*ENTRIES SUPPLIED:*
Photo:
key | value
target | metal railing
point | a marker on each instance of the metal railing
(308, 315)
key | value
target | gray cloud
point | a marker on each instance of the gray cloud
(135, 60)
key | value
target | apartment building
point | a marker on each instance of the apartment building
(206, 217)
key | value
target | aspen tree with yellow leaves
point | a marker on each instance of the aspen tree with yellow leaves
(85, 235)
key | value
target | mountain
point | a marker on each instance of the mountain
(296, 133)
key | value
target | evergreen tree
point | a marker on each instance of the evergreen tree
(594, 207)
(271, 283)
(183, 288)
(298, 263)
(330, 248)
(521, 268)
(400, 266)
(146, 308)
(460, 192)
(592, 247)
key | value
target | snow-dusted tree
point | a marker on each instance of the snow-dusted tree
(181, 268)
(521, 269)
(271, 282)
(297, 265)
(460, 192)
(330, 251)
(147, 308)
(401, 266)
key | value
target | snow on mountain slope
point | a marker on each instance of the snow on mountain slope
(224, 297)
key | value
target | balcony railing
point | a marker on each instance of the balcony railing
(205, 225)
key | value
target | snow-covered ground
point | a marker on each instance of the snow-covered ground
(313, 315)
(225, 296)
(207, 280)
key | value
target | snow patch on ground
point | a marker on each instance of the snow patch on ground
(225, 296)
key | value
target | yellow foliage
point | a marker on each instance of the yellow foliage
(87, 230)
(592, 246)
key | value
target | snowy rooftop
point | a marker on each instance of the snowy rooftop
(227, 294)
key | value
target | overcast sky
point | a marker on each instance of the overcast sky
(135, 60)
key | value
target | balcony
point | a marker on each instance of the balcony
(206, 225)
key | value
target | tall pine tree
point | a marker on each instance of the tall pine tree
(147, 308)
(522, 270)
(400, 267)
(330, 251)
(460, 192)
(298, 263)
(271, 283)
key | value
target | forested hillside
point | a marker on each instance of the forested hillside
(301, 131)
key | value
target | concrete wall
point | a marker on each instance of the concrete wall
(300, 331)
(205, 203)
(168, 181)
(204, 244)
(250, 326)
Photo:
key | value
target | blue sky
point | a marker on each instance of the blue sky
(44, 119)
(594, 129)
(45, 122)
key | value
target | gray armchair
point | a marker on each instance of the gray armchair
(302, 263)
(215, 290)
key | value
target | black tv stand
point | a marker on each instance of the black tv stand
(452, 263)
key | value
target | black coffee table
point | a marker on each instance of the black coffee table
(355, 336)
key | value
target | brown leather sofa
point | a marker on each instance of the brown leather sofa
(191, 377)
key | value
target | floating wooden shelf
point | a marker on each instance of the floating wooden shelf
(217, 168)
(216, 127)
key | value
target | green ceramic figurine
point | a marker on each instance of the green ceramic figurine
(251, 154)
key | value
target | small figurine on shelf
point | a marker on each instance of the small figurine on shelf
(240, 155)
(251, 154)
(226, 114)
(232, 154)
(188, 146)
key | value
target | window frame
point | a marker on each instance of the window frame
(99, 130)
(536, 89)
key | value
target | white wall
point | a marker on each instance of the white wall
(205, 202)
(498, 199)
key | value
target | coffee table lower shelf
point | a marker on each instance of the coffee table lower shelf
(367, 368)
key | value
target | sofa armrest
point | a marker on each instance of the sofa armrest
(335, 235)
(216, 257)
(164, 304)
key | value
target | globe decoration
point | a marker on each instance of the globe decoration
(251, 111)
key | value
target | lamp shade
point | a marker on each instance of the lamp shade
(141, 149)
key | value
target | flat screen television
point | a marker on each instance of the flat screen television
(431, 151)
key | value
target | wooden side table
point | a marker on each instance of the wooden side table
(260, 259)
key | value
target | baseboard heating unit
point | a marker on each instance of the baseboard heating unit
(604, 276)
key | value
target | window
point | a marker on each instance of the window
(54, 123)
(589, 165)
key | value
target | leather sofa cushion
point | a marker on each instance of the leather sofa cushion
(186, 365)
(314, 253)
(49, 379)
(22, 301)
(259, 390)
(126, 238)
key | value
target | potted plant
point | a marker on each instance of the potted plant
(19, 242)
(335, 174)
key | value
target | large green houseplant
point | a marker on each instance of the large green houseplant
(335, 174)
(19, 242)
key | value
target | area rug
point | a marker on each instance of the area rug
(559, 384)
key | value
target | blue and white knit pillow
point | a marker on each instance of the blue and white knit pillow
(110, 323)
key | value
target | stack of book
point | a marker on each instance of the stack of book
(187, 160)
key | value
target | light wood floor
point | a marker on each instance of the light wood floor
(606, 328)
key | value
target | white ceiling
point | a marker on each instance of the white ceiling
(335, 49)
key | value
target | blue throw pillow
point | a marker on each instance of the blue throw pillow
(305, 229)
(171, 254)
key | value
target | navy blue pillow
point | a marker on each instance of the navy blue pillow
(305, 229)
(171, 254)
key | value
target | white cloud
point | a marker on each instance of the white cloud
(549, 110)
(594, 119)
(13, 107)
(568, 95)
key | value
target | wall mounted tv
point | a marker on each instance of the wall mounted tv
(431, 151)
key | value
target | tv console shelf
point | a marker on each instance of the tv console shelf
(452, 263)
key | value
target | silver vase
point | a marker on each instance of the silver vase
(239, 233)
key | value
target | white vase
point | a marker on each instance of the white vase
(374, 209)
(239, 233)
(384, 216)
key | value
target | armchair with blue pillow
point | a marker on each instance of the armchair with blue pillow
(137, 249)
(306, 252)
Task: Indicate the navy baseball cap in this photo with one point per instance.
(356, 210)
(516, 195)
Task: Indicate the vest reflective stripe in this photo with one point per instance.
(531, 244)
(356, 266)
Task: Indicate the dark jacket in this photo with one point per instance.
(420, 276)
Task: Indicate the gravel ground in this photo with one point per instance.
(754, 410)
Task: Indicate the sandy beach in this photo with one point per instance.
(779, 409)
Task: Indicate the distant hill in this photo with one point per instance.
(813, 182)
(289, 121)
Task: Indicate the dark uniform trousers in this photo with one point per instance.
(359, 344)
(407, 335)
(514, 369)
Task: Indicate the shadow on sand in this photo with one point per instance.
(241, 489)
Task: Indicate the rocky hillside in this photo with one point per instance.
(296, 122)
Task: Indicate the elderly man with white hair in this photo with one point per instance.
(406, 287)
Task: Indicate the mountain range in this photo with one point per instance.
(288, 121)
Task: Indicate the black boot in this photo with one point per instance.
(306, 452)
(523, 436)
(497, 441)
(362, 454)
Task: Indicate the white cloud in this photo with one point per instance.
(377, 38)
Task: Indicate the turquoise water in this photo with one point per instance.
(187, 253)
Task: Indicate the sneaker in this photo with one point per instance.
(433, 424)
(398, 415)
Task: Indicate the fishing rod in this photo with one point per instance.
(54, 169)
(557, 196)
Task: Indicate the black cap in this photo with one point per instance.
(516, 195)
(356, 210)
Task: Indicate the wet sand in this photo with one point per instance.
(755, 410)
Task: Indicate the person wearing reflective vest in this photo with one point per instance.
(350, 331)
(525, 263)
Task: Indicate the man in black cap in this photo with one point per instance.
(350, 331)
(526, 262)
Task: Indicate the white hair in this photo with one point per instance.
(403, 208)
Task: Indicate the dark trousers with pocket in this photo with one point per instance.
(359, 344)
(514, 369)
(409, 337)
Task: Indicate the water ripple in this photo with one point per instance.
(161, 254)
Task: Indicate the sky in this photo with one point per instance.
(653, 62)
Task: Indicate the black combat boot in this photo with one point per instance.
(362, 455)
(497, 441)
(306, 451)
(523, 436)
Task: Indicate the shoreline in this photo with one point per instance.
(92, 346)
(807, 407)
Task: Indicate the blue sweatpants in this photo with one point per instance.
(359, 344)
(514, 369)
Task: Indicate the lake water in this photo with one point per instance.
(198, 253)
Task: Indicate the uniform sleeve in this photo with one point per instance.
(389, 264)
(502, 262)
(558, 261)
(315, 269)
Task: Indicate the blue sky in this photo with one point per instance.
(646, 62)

*TASK STATEMENT:*
Transcribe the material in full, exactly as it is given.

*ANSWER BOX:*
Photo:
key | value
target | metal railing
point | a marker on each instance of the metal railing
(308, 315)
key | value
target | gray cloud
point | a marker on each instance of the gray cloud
(135, 60)
key | value
target | apartment building
point | a marker on each instance of the apartment building
(206, 217)
key | value
target | aspen tree with yellow leaves
point | a marker on each instance of the aspen tree with yellow leaves
(85, 235)
key | value
target | mountain
point | a marker on each instance of the mountain
(296, 133)
key | value
target | evergreen tree
point | a marker on each instance of the evergreen tree
(594, 207)
(271, 283)
(183, 288)
(298, 263)
(330, 248)
(521, 268)
(400, 266)
(146, 308)
(460, 192)
(592, 247)
key | value
target | snow-dusted tree
point | a marker on each instance of the snow-dusted tree
(181, 268)
(521, 269)
(271, 282)
(297, 265)
(460, 192)
(330, 251)
(147, 308)
(401, 266)
key | value
target | snow on mountain slope
point | a marker on each instance of the snow on mountain slope
(224, 297)
key | value
target | balcony railing
point | a marker on each instance of the balcony railing
(205, 225)
key | value
target | snow-covered ground
point | a marker on each instance of the snow-covered ground
(313, 315)
(225, 296)
(207, 280)
key | value
target | snow patch on ground
point | a marker on each instance of the snow patch on ground
(225, 296)
key | value
target | yellow foliage
point | a marker on each instance of the yellow foliage
(87, 230)
(592, 246)
key | value
target | snowy rooftop
point | a marker on each instance of the snowy rooftop
(227, 294)
key | value
target | overcast sky
point | a marker on each instance of the overcast sky
(135, 60)
key | value
target | balcony
point | a marker on each instance of the balcony
(206, 225)
key | value
target | tall pine tree
point | a marker on each instance of the tall pine tree
(147, 308)
(522, 270)
(400, 267)
(330, 251)
(460, 192)
(298, 263)
(271, 283)
key | value
target | forested hillside
point | a marker on each instance of the forested hillside
(301, 131)
key | value
target | concrete wall
point | a marker on each instance of the concrete wall
(300, 331)
(205, 203)
(168, 181)
(204, 244)
(250, 326)
Photo:
key | value
target | blue sky
point | a marker on each instance of the blue sky
(44, 119)
(594, 129)
(45, 122)
key | value
target | gray armchair
point | a marker on each instance of the gray armchair
(302, 263)
(215, 290)
key | value
target | black tv stand
point | a marker on each instance of the black tv stand
(452, 263)
key | value
target | black coffee table
point | a marker on each instance of the black coffee table
(355, 336)
key | value
target | brown leather sofa
point | a marker on each instance of the brown leather sofa
(191, 377)
key | value
target | floating wooden shelf
point | a marker on each instance of the floating wooden shelf
(217, 168)
(216, 127)
key | value
target | green ceramic figurine
point | a marker on each instance of the green ceramic figurine
(251, 154)
key | value
target | small figurine on shelf
point | a marker on each instance of the small figurine on shelf
(240, 155)
(251, 154)
(226, 114)
(232, 154)
(188, 146)
key | value
target | window frame
point | a marker on each instance of the window frame
(99, 130)
(536, 89)
key | value
target | white wall
point | a marker on each instance of the white wall
(205, 202)
(498, 199)
key | value
target | coffee table lower shelf
point | a marker on each instance of the coffee table lower shelf
(367, 368)
key | value
target | sofa armrest
point | a marker on each instance of the sofa armrest
(335, 235)
(216, 257)
(164, 304)
key | value
target | globe decoration
point | a marker on each instance of the globe decoration
(251, 111)
key | value
target | lamp shade
point | a marker on each instance of the lamp shade
(141, 149)
key | value
target | flat screen television
point | a marker on each instance of the flat screen television
(431, 151)
key | value
target | wooden side table
point | a marker on each instance of the wooden side table
(260, 259)
key | value
target | baseboard heating unit
point | a marker on each instance of the baseboard heating unit
(604, 276)
key | value
target | window
point | a marker on each instance of the window
(54, 123)
(589, 165)
key | value
target | leather sofa cushion
point | a marker on each instance of the leather sofa cushion
(186, 365)
(314, 253)
(49, 379)
(22, 301)
(259, 390)
(126, 238)
key | value
target | potted plant
point | a marker on each instance of the potted plant
(19, 242)
(335, 174)
key | value
target | large green houseplant
point | a marker on each instance of the large green houseplant
(335, 174)
(19, 242)
key | value
target | area rug
point | a marker on each instance of the area rug
(559, 384)
key | value
target | blue and white knit pillow
point | a marker on each instance of the blue and white knit pillow
(110, 323)
key | value
target | stack of book
point | a marker on each instance of the stack of book
(187, 160)
key | value
target | light wood floor
point | a marker on each instance of the light wood floor
(606, 328)
key | value
target | white ceiling
point | a marker on each instance of the white ceiling
(335, 49)
key | value
target | blue throw pillow
point | a marker on each instance of the blue throw pillow
(305, 229)
(171, 254)
key | value
target | navy blue pillow
point | a marker on each instance of the navy blue pillow
(305, 229)
(171, 254)
key | value
target | white cloud
point | a marker on each instance of the white cloud
(549, 110)
(594, 119)
(13, 107)
(568, 95)
key | value
target | wall mounted tv
point | a marker on each instance of the wall mounted tv
(431, 151)
key | value
target | tv console shelf
point | a marker on each instance of the tv console shelf
(452, 263)
key | value
target | silver vase
point | a marker on each instance of the silver vase
(239, 233)
key | value
target | white vase
point | a marker on each instance of the white vase
(374, 209)
(239, 233)
(384, 216)
key | value
target | armchair with blue pillow
point | a marker on each instance of the armchair with blue pillow
(137, 249)
(306, 252)
Task: Indicate the navy baseball cap in this photo with one point per instance.
(356, 210)
(516, 195)
Task: Indicate the vest reflective stripe in this photo with one point per instance.
(531, 244)
(356, 266)
Task: Indicate the dark jacket in this photo with one point per instance.
(420, 276)
Task: Indicate the gravel ground in this photo with one point per instance.
(754, 410)
Task: Indicate the sandy beach in this photo with one point per instance.
(779, 409)
Task: Indicate the distant hill in this photo with one point per instance.
(813, 182)
(289, 121)
Task: Indicate the dark uniform trousers in this photo with one point per instance.
(359, 344)
(407, 335)
(514, 369)
Task: Indicate the shadow on sand in this photo with one point per instance.
(241, 489)
Task: Indicate the rocky hillside in this photo with one point per instance.
(296, 122)
Task: Indicate the elderly man with white hair in this photo with one point per instance.
(406, 287)
Task: Indicate the mountain range in this photo with one point per instance.
(288, 121)
Task: Indicate the black boot in this photo with one point per instance.
(306, 452)
(523, 436)
(497, 441)
(362, 454)
Task: Indicate the white cloud in this photo with one point per instance.
(377, 38)
Task: Indicate the turquoise water in this photo with one point per instance.
(187, 253)
Task: Indicate the sneaker in this photo with one point per instance.
(433, 424)
(398, 415)
Task: Indicate the fishing rod in this photo with one point per instance.
(54, 169)
(557, 196)
Task: Indicate the black cap in this photo with one point per instance.
(516, 195)
(356, 210)
Task: Indicate the wet sand in this photo with one point per instance.
(755, 410)
Task: Indicate the person wearing reflective vest in this photo with one point per instance.
(350, 331)
(525, 263)
Task: Indicate the man in black cap in this photo with one point per instance.
(350, 331)
(526, 262)
Task: Indicate the white hair in this photo with one point per instance.
(403, 208)
Task: Indicate the dark trousers with pocket in this photo with one point per instance.
(359, 344)
(514, 369)
(409, 337)
Task: Indicate the water ripple in this photo with one point per instance.
(161, 254)
Task: Indicate the sky in this photo with one point per instance.
(653, 62)
Task: Indicate the black combat boot in this photo with one point per instance.
(362, 455)
(497, 441)
(306, 451)
(523, 436)
Task: Indicate the shoreline in this photo with one point per instance.
(92, 346)
(807, 407)
Task: Indicate the blue sweatpants in this photo with one point per instance.
(359, 344)
(514, 369)
Task: Indicate the lake water in this photo with one point per instance.
(198, 253)
Task: Indicate the uniform sleeve in this photo with one point per instance.
(389, 264)
(502, 262)
(558, 261)
(315, 269)
Task: Indicate the blue sky in this photo with one point per instance.
(646, 62)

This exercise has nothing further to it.